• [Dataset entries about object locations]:
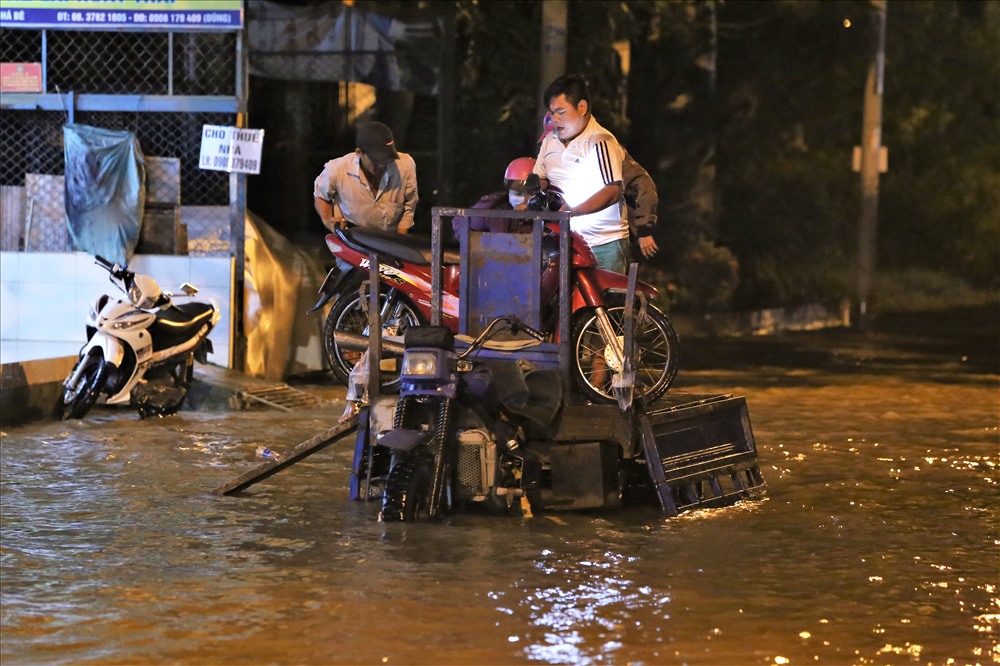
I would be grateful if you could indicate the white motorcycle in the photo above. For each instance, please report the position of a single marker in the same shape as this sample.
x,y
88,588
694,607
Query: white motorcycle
x,y
140,350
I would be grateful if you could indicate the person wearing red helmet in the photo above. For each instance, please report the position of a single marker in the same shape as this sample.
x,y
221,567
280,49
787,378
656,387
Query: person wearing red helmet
x,y
641,199
514,196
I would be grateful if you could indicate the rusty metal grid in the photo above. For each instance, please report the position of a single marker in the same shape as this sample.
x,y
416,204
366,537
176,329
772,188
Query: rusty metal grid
x,y
117,64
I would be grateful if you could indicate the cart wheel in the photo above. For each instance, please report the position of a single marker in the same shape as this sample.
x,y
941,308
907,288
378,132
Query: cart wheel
x,y
408,491
349,315
656,354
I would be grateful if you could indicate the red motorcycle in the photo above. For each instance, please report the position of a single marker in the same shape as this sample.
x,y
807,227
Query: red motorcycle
x,y
598,306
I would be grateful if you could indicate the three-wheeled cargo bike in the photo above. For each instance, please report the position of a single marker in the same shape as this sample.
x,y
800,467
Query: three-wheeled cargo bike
x,y
490,418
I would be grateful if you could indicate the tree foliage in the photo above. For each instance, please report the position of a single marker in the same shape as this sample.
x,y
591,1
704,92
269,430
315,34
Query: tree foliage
x,y
746,113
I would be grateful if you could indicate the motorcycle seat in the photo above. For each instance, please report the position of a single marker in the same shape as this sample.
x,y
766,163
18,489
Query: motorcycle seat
x,y
178,323
409,248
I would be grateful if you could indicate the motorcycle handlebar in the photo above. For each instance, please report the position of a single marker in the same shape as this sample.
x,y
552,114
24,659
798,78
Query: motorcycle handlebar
x,y
119,272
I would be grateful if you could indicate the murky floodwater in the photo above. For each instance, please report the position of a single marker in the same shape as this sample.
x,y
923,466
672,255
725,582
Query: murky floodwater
x,y
877,544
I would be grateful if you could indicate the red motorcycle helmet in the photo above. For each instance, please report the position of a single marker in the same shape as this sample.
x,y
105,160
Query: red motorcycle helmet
x,y
517,172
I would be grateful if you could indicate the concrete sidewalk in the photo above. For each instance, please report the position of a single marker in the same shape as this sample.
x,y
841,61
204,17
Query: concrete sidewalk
x,y
29,390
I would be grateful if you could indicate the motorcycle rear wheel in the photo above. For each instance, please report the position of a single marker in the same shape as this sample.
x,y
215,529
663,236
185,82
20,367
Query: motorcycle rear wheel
x,y
75,403
407,495
656,357
349,315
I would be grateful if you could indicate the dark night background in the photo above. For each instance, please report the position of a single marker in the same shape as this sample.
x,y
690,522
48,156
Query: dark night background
x,y
745,113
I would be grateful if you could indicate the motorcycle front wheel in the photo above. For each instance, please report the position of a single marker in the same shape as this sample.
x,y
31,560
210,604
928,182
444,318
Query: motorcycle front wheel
x,y
408,490
74,403
656,354
349,315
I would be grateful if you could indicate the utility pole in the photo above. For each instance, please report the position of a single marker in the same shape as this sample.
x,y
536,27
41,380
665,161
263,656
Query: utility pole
x,y
871,160
555,16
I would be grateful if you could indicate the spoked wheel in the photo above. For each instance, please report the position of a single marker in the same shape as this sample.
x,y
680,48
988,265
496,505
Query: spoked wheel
x,y
165,389
349,315
408,490
75,402
656,354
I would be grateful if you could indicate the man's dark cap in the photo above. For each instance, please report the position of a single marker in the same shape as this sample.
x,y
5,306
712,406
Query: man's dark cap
x,y
375,140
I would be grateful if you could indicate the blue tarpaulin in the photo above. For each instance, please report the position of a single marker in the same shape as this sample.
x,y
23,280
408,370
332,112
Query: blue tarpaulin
x,y
105,190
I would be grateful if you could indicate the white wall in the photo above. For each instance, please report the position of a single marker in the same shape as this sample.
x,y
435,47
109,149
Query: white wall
x,y
44,298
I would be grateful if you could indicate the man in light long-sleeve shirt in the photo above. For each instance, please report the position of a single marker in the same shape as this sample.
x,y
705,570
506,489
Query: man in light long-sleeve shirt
x,y
374,187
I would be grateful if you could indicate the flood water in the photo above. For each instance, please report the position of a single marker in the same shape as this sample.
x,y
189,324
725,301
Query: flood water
x,y
876,544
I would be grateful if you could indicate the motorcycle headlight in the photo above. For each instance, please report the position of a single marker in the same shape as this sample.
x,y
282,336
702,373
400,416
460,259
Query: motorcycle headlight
x,y
420,364
124,323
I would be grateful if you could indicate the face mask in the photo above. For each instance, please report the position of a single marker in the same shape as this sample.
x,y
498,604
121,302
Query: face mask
x,y
516,198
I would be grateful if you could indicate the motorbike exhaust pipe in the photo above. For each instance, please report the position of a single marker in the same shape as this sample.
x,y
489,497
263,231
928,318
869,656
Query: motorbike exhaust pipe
x,y
356,342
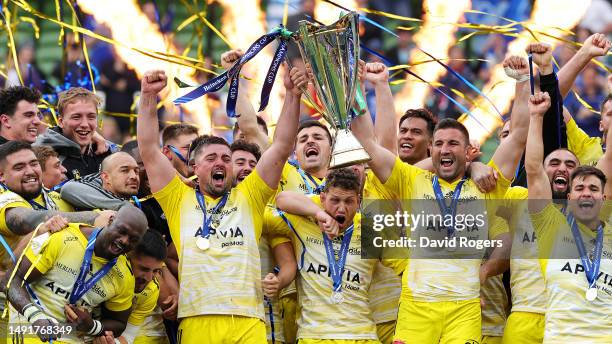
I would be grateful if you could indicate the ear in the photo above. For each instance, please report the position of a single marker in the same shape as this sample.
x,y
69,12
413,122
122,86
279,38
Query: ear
x,y
4,121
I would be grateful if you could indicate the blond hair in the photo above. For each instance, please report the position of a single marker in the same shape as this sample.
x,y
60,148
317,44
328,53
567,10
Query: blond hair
x,y
75,94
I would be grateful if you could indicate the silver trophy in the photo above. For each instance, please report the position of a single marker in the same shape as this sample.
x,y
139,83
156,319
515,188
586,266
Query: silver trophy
x,y
333,55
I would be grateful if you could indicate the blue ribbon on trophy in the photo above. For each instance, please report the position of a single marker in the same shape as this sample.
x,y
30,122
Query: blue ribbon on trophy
x,y
233,74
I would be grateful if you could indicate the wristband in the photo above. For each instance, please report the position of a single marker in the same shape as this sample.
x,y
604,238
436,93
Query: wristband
x,y
515,75
96,329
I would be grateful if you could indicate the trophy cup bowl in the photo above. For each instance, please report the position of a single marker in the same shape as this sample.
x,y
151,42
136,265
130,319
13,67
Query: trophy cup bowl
x,y
332,52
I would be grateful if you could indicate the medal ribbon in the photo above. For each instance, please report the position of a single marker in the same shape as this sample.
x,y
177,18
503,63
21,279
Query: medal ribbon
x,y
446,210
336,267
207,220
591,268
81,285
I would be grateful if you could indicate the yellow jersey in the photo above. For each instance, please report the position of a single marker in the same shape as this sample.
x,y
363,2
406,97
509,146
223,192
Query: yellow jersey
x,y
587,149
224,279
434,280
570,317
318,317
292,180
59,257
526,280
146,314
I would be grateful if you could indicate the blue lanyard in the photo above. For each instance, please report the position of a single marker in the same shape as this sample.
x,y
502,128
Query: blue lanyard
x,y
14,259
447,210
48,203
81,286
178,154
336,267
137,202
303,253
306,177
59,186
207,220
271,309
591,268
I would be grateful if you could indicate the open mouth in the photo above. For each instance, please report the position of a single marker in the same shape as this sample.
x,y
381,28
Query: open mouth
x,y
560,182
406,146
586,204
116,247
311,152
83,134
218,177
445,162
30,180
340,219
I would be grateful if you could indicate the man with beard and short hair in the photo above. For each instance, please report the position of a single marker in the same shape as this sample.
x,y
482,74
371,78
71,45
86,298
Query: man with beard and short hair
x,y
53,172
415,132
176,139
146,321
214,305
81,149
245,156
53,266
117,182
578,297
454,291
19,116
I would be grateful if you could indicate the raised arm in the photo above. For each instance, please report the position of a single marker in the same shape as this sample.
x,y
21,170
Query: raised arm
x,y
22,221
385,126
509,152
538,184
247,117
159,169
596,45
605,164
271,164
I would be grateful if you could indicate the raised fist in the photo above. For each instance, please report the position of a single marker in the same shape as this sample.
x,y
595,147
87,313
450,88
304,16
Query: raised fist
x,y
228,58
153,82
516,66
542,56
597,45
539,103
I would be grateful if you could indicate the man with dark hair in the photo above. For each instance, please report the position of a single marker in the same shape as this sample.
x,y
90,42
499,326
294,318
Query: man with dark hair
x,y
416,128
454,284
57,266
216,222
321,229
176,140
577,294
53,172
81,149
19,115
245,156
146,321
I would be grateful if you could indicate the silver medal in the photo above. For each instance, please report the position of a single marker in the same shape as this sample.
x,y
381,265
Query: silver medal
x,y
591,293
337,297
203,243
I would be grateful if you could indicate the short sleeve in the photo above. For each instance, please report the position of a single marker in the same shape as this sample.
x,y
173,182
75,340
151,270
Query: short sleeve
x,y
257,191
144,305
43,256
170,199
122,300
9,200
398,185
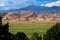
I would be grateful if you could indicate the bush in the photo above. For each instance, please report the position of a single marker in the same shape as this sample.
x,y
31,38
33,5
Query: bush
x,y
53,33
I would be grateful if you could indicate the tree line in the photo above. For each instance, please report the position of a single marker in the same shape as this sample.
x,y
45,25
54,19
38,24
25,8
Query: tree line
x,y
52,34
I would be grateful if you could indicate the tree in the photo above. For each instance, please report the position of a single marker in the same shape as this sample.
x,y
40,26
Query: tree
x,y
53,33
4,31
36,36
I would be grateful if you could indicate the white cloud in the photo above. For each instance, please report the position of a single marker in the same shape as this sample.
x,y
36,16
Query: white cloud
x,y
57,3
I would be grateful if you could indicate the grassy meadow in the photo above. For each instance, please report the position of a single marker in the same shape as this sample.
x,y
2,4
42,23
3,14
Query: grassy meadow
x,y
30,28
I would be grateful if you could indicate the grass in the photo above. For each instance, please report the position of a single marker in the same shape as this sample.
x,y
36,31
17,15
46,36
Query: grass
x,y
29,28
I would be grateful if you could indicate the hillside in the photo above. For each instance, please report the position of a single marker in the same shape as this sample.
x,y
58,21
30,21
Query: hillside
x,y
30,17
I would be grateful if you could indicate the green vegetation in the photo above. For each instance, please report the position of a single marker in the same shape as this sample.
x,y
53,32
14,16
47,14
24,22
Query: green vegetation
x,y
53,33
30,28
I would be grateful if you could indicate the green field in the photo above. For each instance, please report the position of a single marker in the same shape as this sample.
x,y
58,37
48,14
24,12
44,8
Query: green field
x,y
29,28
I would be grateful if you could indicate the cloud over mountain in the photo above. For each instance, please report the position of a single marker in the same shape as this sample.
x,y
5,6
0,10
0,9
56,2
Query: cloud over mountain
x,y
56,3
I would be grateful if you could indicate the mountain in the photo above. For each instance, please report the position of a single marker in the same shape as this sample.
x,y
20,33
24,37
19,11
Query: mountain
x,y
30,17
32,8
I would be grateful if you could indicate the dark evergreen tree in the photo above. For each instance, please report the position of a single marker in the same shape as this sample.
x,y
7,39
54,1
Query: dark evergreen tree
x,y
36,36
53,33
4,31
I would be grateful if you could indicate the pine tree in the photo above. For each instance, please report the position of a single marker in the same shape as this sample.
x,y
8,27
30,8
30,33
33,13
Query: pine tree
x,y
53,33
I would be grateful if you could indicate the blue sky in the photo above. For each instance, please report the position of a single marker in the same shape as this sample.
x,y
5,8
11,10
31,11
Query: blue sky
x,y
15,4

• [Stated goal]: Edit the stretch from the line containing "I would be grateful if you could indicate the pine" through the end of the entries so that "pine tree" becomes "fir tree" wherever it occurs, with everything else left unchanged. Return only those lines.

• [Result of the task]:
I would be grateful if you could indicate the fir tree in the photo above. For each instance, please report the position of a single marker in the same shape as this sample.
x,y
8,27
30,8
30,33
33,13
Query: fir tree
x,y
53,33
I would be grateful if you could indicate the blue sky in the photo above. For each instance, please report the position of a single marker in the same shape as this sample.
x,y
5,8
11,10
31,11
Query: blue sky
x,y
15,4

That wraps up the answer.